- **SUPPLIED DATA**
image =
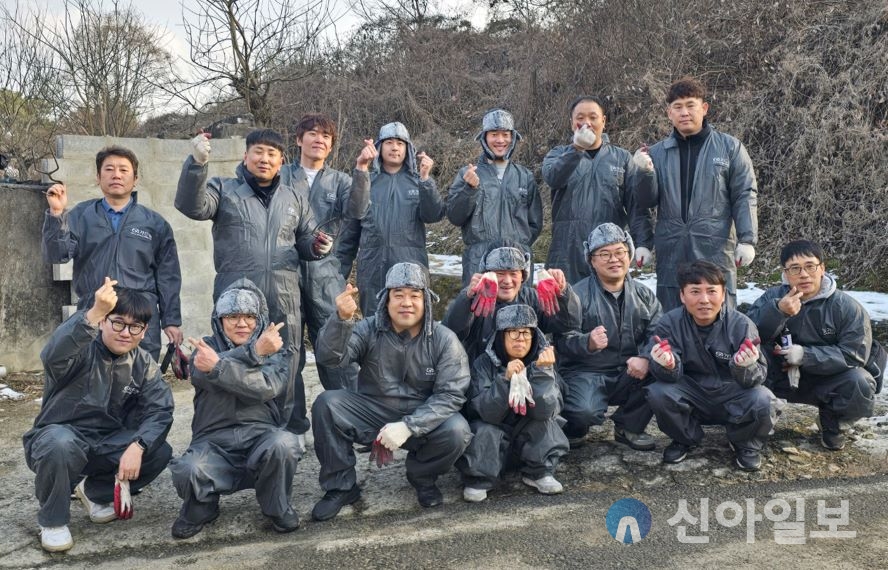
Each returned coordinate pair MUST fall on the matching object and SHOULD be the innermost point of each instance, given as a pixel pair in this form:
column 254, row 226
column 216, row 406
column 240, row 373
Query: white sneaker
column 55, row 538
column 473, row 495
column 547, row 485
column 98, row 513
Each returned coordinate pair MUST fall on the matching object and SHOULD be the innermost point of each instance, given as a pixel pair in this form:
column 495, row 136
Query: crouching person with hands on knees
column 708, row 370
column 513, row 405
column 411, row 385
column 105, row 416
column 242, row 403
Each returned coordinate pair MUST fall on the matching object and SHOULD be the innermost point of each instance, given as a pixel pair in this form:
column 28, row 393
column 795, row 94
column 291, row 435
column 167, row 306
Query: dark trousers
column 265, row 462
column 342, row 418
column 684, row 406
column 61, row 456
column 588, row 395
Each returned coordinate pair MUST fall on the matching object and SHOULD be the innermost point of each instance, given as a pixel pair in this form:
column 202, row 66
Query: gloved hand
column 643, row 256
column 642, row 160
column 201, row 148
column 792, row 354
column 380, row 454
column 322, row 244
column 520, row 393
column 662, row 353
column 547, row 290
column 584, row 138
column 747, row 354
column 485, row 295
column 393, row 435
column 123, row 501
column 744, row 254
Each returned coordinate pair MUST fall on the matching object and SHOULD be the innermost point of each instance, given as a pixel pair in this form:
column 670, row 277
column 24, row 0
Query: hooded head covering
column 498, row 120
column 240, row 298
column 607, row 234
column 506, row 259
column 410, row 275
column 396, row 131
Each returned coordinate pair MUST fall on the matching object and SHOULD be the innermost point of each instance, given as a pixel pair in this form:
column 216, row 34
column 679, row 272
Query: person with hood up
column 243, row 400
column 605, row 363
column 494, row 198
column 403, row 199
column 411, row 386
column 513, row 404
column 594, row 182
column 502, row 280
column 263, row 228
column 830, row 359
column 104, row 417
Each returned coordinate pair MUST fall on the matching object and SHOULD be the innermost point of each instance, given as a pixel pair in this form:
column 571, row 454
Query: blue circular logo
column 628, row 521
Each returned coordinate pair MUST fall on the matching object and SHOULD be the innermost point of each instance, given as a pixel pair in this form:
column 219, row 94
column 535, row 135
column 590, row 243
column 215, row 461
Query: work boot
column 638, row 441
column 675, row 452
column 333, row 501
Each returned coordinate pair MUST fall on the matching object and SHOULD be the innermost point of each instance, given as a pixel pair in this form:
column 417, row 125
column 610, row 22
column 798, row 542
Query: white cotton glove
column 643, row 256
column 201, row 149
column 584, row 138
column 520, row 393
column 793, row 354
column 744, row 254
column 642, row 160
column 393, row 435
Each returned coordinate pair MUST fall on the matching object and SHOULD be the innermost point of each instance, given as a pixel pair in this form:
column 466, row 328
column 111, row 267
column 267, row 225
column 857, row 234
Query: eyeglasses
column 236, row 318
column 809, row 268
column 609, row 255
column 135, row 329
column 516, row 334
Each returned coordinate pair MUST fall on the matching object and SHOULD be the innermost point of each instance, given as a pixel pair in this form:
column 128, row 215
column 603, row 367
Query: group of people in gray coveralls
column 523, row 363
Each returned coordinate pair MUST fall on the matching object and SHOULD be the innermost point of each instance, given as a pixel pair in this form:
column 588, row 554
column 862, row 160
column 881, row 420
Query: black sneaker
column 675, row 452
column 429, row 496
column 749, row 460
column 287, row 522
column 184, row 529
column 333, row 501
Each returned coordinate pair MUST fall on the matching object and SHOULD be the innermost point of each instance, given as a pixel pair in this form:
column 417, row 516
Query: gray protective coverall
column 706, row 387
column 141, row 255
column 393, row 231
column 238, row 434
column 587, row 192
column 95, row 404
column 723, row 209
column 475, row 333
column 536, row 439
column 510, row 209
column 835, row 331
column 264, row 245
column 421, row 381
column 595, row 380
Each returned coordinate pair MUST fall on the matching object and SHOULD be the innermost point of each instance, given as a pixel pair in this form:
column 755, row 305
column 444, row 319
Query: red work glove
column 485, row 295
column 548, row 291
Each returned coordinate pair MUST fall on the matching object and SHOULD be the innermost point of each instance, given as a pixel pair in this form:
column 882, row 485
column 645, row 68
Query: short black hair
column 116, row 150
column 700, row 271
column 800, row 247
column 266, row 137
column 593, row 98
column 132, row 304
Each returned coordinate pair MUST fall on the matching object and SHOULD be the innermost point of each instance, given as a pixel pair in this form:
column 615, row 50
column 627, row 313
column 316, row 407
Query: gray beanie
column 238, row 302
column 506, row 259
column 396, row 131
column 516, row 317
column 607, row 234
column 498, row 120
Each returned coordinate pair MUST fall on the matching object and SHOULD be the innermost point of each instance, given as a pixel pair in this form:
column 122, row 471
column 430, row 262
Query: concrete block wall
column 160, row 162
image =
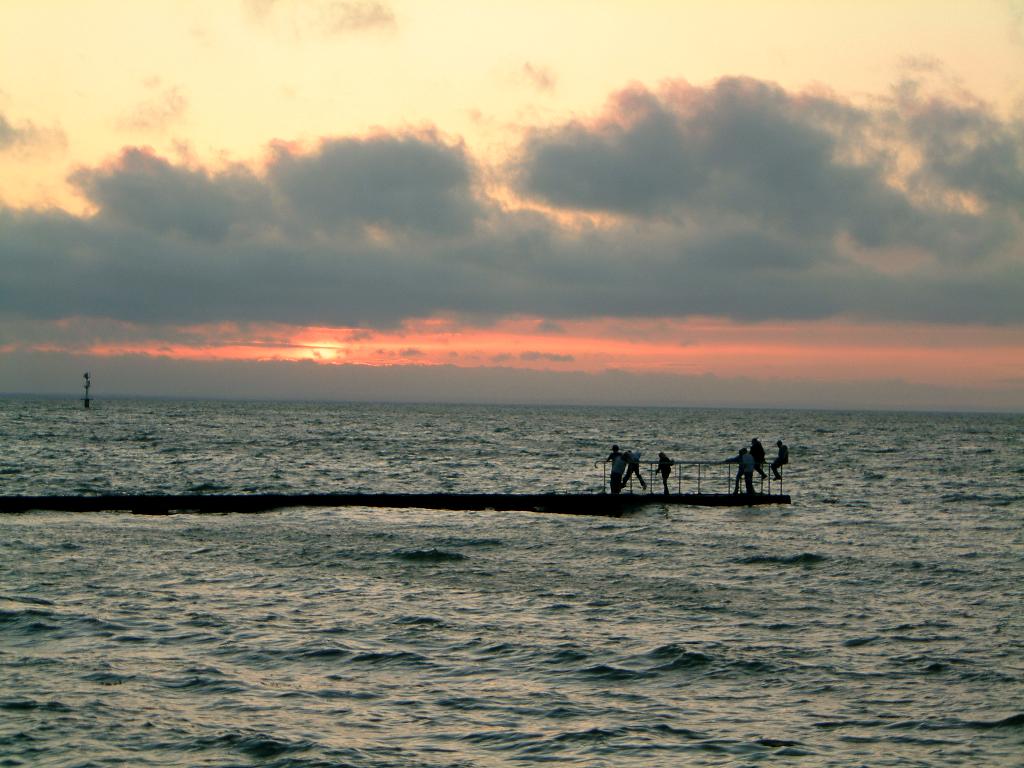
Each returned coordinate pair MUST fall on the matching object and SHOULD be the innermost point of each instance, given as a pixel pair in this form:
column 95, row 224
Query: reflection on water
column 875, row 622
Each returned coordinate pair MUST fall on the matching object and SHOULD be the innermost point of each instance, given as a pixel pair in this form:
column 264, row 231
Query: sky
column 704, row 203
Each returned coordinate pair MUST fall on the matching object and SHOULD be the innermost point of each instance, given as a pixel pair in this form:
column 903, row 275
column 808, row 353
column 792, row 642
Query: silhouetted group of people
column 753, row 460
column 626, row 464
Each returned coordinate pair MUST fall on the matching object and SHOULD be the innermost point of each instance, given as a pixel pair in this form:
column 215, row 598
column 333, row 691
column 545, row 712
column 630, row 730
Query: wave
column 804, row 558
column 26, row 705
column 428, row 555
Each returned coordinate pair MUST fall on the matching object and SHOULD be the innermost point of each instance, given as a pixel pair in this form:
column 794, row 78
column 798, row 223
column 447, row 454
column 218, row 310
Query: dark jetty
column 567, row 504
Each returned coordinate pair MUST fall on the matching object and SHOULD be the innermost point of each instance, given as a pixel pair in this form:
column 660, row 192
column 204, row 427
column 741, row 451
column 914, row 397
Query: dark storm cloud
column 143, row 192
column 740, row 200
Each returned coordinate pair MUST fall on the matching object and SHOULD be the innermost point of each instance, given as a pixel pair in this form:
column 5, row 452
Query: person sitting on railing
column 617, row 467
column 633, row 468
column 780, row 460
column 745, row 469
column 665, row 469
column 758, row 454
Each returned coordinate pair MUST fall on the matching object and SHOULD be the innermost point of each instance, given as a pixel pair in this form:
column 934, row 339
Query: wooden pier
column 605, row 505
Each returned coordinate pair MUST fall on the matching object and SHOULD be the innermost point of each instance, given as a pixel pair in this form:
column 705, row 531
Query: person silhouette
column 633, row 468
column 744, row 470
column 758, row 454
column 665, row 469
column 619, row 464
column 781, row 460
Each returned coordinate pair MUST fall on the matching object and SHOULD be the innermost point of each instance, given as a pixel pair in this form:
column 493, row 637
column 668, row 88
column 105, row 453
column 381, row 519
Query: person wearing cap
column 780, row 460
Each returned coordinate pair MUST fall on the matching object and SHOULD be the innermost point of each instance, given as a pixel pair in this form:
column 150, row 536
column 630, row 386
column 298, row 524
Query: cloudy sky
column 712, row 202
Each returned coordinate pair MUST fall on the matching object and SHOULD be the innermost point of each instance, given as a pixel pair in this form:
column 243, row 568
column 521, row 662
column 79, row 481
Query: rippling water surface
column 877, row 621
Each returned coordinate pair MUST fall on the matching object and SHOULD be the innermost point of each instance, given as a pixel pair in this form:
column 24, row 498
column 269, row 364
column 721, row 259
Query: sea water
column 877, row 621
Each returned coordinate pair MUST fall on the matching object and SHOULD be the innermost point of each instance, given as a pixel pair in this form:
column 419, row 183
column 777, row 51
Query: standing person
column 665, row 469
column 633, row 468
column 758, row 454
column 617, row 467
column 781, row 460
column 744, row 470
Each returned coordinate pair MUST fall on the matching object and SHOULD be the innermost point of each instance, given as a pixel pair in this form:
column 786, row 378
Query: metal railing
column 698, row 481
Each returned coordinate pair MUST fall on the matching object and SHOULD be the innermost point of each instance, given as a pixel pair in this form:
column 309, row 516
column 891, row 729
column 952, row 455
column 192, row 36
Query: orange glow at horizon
column 828, row 350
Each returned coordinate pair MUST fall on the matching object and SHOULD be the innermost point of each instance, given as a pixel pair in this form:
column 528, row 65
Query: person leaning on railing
column 780, row 460
column 665, row 469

- **PROMPT**
Copy the material above word for word, from its very first line down through and including the line that contains "column 98, row 513". Leave the picture out of your copy.

- **OUTPUT OF THE TASK**
image =
Each returned coordinate pair MUST fall on the matching object and SHOULD be the innermost point of each instance, given as a pixel pair in this form:
column 254, row 226
column 216, row 406
column 240, row 373
Query: white sneaker
column 55, row 538
column 473, row 495
column 547, row 485
column 98, row 513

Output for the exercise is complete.